PROBLEM REQUIREMENTS:
Copy the passage from "Hopefully this incident" up to and including "Anglo-saxon 'democratic' governments.", replacing "humanitarian war" with "liberal intervention".

PASSAGE:
============
Its back to elementary education and a probable 'deprogramming' if an intelligent, educated person did not or cannot see this.

* Yes that's right. After reading or skimming the article and comments I did a search on 'oil' and could not find a single mention, either in the article itself or in the comments. How can anyone think like this? We've got 15,000 plus words of twaddle on the biggest international issue of the modern world, and not a single mention, direct or indirect, or even by way of denial, of the crucial factor underlying the whole affair. How's that for ideological discipline?

Thursday, October 12, 2006

New Lancet Survey: Massive Death toll in Iraq following invasion: They are now calculating 655,000 'excess deaths' - 500 per day.

The dismal reality is that the US/UK/Aus war and occupation is worse than Saddam's regime - Saddam's regime under sanctions, that is. But what could one expect from the 'supreme crime' of aggressive war? That is why it is called the supreme crime.

Hopefully this incident will put an end to the concept of 'humanitarian war', or 'war for democracy', one of the most cynical ideas ever inflicted on the population by the decadent, corrupt and violent Anglo-saxon 'democratic' governments.

Tuesday, September 26, 2006

Iran linked to Lockerbie bomb: This story, that it was Iran, not Libya's Gaddafi, that was responsible for the Lockerbie bombing, has been around for a long time. If true, it means the Libyans were framed and the UK Justice process is a corrupt charade. Unfortunately, such things are possible. Back in the day, Gaddafi was the 'new Hitler.' It will be interesting to observe whether the charge is revived in the media system ahead of the planned war on Iran. Somebody once said 'the struggle against tyranny is the struggle of memory against forgetting.' Most people would not remember Lockerbie, much less who was responsible. If history were rewritten to put Iran in the frame, would anybody notice?
============
MATERIAL PROVIDED:
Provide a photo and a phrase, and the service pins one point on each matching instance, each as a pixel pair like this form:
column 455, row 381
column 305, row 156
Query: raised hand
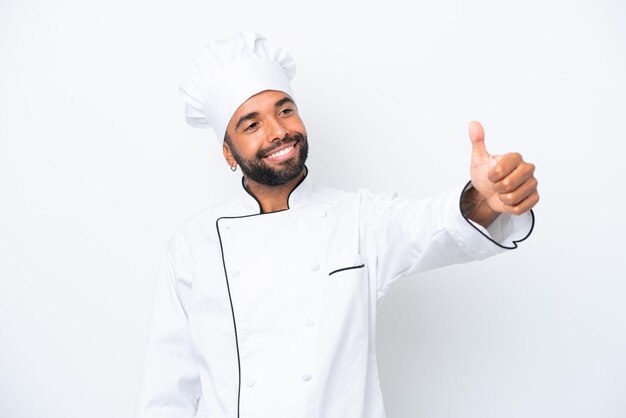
column 505, row 182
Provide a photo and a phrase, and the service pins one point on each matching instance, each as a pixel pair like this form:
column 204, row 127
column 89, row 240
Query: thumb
column 477, row 136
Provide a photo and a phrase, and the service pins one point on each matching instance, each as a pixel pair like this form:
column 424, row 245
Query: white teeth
column 281, row 152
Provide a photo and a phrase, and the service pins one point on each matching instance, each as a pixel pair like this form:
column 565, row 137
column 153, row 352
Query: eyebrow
column 253, row 115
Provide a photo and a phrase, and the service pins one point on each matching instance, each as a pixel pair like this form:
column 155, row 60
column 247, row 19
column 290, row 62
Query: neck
column 272, row 198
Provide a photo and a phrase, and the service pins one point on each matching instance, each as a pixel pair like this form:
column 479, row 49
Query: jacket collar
column 299, row 193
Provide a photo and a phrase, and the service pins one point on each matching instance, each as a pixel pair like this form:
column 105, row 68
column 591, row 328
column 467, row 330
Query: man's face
column 267, row 138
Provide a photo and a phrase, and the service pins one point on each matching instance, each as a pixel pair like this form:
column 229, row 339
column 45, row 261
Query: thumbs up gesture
column 505, row 183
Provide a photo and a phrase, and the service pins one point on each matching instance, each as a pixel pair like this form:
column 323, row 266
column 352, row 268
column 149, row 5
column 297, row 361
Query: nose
column 278, row 131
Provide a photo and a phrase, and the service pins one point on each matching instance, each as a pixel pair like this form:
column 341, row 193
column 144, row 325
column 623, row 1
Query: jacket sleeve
column 170, row 384
column 413, row 235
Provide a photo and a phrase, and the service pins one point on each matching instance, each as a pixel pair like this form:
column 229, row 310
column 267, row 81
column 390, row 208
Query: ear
column 228, row 155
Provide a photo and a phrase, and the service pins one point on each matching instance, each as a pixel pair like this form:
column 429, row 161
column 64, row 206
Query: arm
column 494, row 214
column 170, row 385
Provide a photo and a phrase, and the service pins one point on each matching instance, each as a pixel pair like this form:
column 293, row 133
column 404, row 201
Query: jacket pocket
column 339, row 270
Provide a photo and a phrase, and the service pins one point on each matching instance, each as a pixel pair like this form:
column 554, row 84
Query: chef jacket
column 273, row 315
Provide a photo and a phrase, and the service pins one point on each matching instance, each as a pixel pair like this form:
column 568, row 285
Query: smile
column 282, row 154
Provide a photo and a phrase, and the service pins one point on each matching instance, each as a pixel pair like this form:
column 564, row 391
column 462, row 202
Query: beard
column 258, row 170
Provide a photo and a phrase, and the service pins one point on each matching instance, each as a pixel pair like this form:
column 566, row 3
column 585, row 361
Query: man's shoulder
column 204, row 220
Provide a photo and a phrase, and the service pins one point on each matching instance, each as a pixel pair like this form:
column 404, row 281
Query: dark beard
column 256, row 169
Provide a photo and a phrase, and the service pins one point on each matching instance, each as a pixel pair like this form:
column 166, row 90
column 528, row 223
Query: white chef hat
column 227, row 73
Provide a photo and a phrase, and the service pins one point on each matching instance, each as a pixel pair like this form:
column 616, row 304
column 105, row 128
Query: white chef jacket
column 273, row 315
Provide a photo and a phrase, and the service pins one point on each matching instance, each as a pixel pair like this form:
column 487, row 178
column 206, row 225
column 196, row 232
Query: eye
column 252, row 126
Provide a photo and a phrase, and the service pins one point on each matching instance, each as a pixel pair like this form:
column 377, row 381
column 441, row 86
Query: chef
column 267, row 304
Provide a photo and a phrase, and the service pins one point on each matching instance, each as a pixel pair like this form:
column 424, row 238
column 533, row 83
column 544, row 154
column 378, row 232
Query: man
column 267, row 305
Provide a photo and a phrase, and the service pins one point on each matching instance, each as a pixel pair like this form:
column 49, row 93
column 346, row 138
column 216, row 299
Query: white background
column 97, row 167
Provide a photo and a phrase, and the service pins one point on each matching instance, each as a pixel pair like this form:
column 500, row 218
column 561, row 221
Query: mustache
column 287, row 140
============
RESPONSE AREA:
Hopefully this incident will put an end to the concept of 'liberal intervention', or 'war for democracy', one of the most cynical ideas ever inflicted on the population by the decadent, corrupt and violent Anglo-saxon 'democratic' governments.